Written task 1:
Answer these from the watermarking passage:
(a) By how many degrees, as an example, is the digital watermark phase shifted in higher frequencies?
(b) Which two handheld devices are named as places where the decoder may be located?
(c) Which numbered module pre-distorts the digital watermark signal?

An image 10 is obtained to be watermarked. The image 10 can be of any form, e.g., a color image, grayscale, a photograph, a graphic or artwork, video representation, etc. If the image 10 is in analog form, e.g., a printed image, it can be optically scanned or captured (e.g., with a digital camera or optical sensor) or otherwise converted into a digital image.
A message 12 is provided (e.g., 1 or more bits). The message 12 is intended to be hidden within the image 10 with digital watermarking or steganography. A digital watermarking signal is generated by a digital watermark encoder 20 to represent or otherwise carry the message 12. The digital watermark signal may be an additive signal, e.g., one that is added (or subtracted, multiplied, etc.) to the image 10, may represent instructions or changes that should be made to the image 10 to carry the message, e.g., based on a key, and/or may include changes or modifications to frequency domain coefficients, and/or may include a random or pseudo-random component. Of course, other digital watermarking techniques may be used as well.
The digital watermark signal is pre-distorted to compensate for expected distortion, e.g., by a distortion module 22. Distortion module 22 may be incorporated into encoder 20 or encoder 20 may other wise communicate or cooperate with a distortion module 22. Distortion module 22 accesses or otherwise determines a distortion model 24. Distortion model 24 provides a template, mask or other instructions to be used by distortion module 22 when pre-distorting the digital watermark signal. The distortion model 24 can be based on or tailored to, e.g., the type of image 10, the watermark message 12, the expected distribution channel through which image 10 will travel, the expected type of image capture, optical lens system or a model of distortion introduced by such, digital watermark encoder 20, human visual system (HVS), etc. In one implementation, the distortion module 22 (or watermark encoder 20) communicates with a database, model library or a network remote resource to access an appropriate model 24. The term “appropriate” in this context implies that a model 24 is selected or obtained to compensate for expected distortion. Of course, the distortion module 22 may be pre-programmed with a default distortion model 24, e.g., based on or tailored to expected distortion that a digital watermark will most likely encounter.
Prior to embedding the digital watermark signal in the image 10, the distortion module 22 accesses a distortion model 24 and pre-distorts a digital watermark signal to counteract or compensate for expected distortion associated with optical scanning or capture. Returning to an example discussed above, e.g., blurring or other distortion that can be modeled with convolving image 10 with a Bessel Function, the digital watermark is phase shifted in some or all higher frequencies, e.g., 90 degrees, to compensate for the expected distortion.
The pre-distorted digital watermark—representing or carrying message 12—is embedded in image 10 to yield a watermarked image 14. The watermarked image 14 can then be printed or otherwise reproduced in an analog form.
A printed (or otherwise fixed) image 16 that includes a pre-distorted digital watermark signal can then be optically scanned or captured—which introduces expected distortion. But since the digital watermark signal has been pre-distorted, the expected distortion transforms (e.g., modeled as a convolution with a determined function) the pre-distorted digital watermark signal into a more readable form.
Optical data corresponding to the printed (or otherwise fixed), watermarked image 16 is provided to a digital watermark decoder to analyze the scan data and recover the message 12. Of course, the digital watermark decoder may be co-located with an image sensor or otherwise located on a handheld device (e.g., a cell phone or personal digital assistant (PDA)). Still further, the digital watermark decoder may be remotely located from an image capture device.

[Excerpts of pointing data]
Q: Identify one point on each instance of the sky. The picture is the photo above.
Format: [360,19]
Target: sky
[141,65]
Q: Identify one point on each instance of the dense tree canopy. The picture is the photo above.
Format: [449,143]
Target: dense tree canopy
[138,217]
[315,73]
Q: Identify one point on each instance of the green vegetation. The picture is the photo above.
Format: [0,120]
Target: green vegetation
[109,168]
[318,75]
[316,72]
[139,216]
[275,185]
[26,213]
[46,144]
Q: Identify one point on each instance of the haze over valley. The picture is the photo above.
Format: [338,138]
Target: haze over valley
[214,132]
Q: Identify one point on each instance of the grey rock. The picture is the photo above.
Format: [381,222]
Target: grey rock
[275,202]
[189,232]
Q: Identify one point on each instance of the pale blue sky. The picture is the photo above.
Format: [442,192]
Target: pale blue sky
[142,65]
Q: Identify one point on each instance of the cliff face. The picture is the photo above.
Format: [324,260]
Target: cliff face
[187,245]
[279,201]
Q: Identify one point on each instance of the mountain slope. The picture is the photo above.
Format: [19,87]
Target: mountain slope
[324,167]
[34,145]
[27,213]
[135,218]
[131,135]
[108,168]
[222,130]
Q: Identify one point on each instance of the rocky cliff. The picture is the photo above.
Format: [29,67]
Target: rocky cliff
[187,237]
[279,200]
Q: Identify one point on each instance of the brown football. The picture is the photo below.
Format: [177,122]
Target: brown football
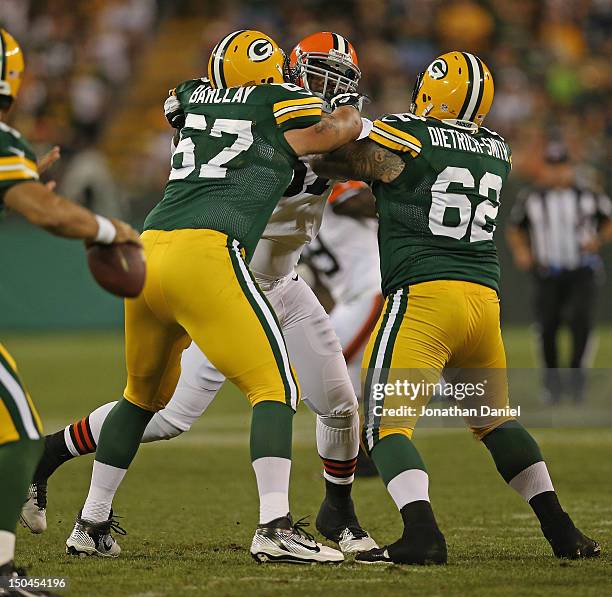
[118,268]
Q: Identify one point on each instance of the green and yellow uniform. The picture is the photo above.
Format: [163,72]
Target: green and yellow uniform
[230,168]
[18,417]
[440,271]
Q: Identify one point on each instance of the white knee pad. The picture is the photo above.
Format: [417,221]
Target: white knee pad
[338,436]
[158,428]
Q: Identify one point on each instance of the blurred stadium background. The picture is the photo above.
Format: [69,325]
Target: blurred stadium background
[98,72]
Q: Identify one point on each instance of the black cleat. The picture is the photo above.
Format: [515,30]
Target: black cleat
[569,542]
[9,573]
[421,544]
[90,538]
[341,526]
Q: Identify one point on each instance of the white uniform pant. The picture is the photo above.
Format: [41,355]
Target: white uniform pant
[315,353]
[353,322]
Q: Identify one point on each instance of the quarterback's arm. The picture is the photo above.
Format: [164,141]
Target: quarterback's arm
[334,130]
[361,160]
[61,217]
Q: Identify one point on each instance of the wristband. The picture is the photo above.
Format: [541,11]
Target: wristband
[366,127]
[106,231]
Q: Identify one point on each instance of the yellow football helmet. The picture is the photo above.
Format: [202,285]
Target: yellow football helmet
[457,87]
[11,68]
[246,57]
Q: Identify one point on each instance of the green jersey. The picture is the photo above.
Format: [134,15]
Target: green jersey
[17,160]
[437,218]
[232,163]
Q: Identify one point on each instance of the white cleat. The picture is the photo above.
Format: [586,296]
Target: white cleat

Written task 2: In the listing, switch "wristband" to "sweatband" throughout everything from the line containing "Q: Identify one point on each instance of the white uniform" down to the end of the listing, and return those lines with nothing else changed.

Expected answer 1:
(a) 90 degrees
(b) A cell phone or a personal digital assistant (PDA)
(c) Distortion module 22

Expected answer 2:
Q: Identify one point on each instance of the white uniform pant. The picture is the photo above.
Format: [41,355]
Target: white uniform pant
[315,353]
[353,322]
Q: Identify one point on each instance of the quarterback's arm. The picture is the photo above.
Format: [164,141]
Target: quarterback's arm
[334,130]
[361,160]
[61,217]
Q: Identify one point on each instance of the sweatband. The picture is the photo above.
Format: [541,11]
Target: sweatband
[366,127]
[106,231]
Q: Identify one point on each instance of the yellow football helmet. The picture is the photo above.
Format: [202,285]
Target: yellow football helmet
[457,87]
[11,68]
[246,57]
Q: Identify one point on each instance of the green jersey. The picture is the photo above.
Format: [134,15]
Target: green jersey
[17,160]
[437,218]
[232,163]
Q: Identify one point on each instance of the white cleat. The picture is the photo above.
Format: [586,296]
Target: white cleat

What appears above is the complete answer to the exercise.